→ **CONSIGNE DONNÉE**
Répondez aux questions suivantes d'après le texte fourni sur le rapport de la Cour des comptes :
1. D'après le premier paragraphe, quel jour le rapport est-il sorti ?
2. Quelle période le panorama des soutiens financiers couvre-t-il ?
3. Qui était membre du comité d'experts, et avec quelle fonction au RTES ?

→ **TEXTE FOURNI**
----
Réseau des collectivités Territoriales pour une Économie Sociale et Solidaire

Rapport de la Cour des comptes sur les soutiens publics à l'ESS
Publié le 17 septembre 2025 - mis à jour le 29 septembre 2025

Rapport de la Cour des comptes sur les soutiens publics à l'ESS

Le rapport très attendu de la Cour des comptes sur les soutiens publics à l'économie sociale et solidaire est sorti ce 18 septembre. Au-delà du panorama des flux financiers présenté pour la 1ère fois, le rapport émet plusieurs recommandations afin que la France se donne un cap clair pour identifier l'ambition accordée à cette économie basée sur la coopération, la démocratie interne, la primauté de l'humain sur le capital. Ce rapport fournit de nombreux éléments précieux pour l'élaboration en cours de la stratégie nationale de l'ESS, qui devrait être présentée d'ici la fin de l'année selon les recommandations de l'Union Européenne. Retrouvez en cliquant ici la contribution du RTES à l'élaboration de la stratégie nationale de l'ESS

Ce rapport répond à une demande formulée sur la plateforme citoyenne des juridictions financières. Il établit un panorama des soutiens financiers apportés par l’État, les branches de sécurité sociale, l’Union européenne et les collectivités territoriales aux acteurs de l’économie sociale et solidaire sur la période 2018 à 2024. Patricia Andriot, vice-présidente du RTES, était membre du comité d'experts.
----
→ **ITEMS ENREGISTRÉS**
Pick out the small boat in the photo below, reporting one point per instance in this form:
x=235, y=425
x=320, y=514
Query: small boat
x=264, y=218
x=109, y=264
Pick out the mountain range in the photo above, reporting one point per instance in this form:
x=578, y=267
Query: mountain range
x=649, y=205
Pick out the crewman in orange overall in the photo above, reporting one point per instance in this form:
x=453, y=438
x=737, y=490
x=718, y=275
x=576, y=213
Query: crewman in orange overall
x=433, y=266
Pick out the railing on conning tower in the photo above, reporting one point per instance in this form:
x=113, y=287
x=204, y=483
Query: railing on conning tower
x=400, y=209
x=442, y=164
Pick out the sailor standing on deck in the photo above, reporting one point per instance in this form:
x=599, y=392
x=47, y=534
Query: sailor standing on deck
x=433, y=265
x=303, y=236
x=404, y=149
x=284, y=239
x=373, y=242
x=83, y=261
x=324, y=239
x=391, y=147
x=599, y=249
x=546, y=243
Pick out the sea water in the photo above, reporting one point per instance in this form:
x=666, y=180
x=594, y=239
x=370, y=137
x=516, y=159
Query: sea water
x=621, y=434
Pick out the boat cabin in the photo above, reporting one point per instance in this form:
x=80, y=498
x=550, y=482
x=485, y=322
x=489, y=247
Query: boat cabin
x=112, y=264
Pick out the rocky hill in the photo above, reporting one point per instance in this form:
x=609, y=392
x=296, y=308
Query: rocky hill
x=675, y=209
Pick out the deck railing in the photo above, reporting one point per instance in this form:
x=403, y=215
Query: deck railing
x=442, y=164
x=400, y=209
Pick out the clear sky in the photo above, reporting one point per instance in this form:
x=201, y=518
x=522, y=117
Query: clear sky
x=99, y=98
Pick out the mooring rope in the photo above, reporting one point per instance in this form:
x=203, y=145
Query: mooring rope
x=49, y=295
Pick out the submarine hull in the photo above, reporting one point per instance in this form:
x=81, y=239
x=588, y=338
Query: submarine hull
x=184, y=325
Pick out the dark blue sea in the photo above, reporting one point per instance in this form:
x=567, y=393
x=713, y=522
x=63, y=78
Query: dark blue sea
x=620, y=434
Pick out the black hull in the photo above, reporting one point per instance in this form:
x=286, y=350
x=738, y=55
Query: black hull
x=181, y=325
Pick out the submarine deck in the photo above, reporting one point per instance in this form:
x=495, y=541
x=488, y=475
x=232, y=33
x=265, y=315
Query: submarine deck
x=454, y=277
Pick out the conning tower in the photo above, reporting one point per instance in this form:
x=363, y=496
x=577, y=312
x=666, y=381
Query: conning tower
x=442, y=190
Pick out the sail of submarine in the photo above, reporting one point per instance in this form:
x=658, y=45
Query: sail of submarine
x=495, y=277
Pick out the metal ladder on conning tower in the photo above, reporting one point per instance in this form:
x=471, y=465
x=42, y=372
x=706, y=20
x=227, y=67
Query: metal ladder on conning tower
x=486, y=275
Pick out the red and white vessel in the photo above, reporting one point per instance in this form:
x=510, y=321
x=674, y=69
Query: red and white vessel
----
→ **RÉPONSE ATTENDUE**
1. Le 18 septembre.
2. La période de 2018 à 2024.
3. Patricia Andriot, vice-présidente du RTES.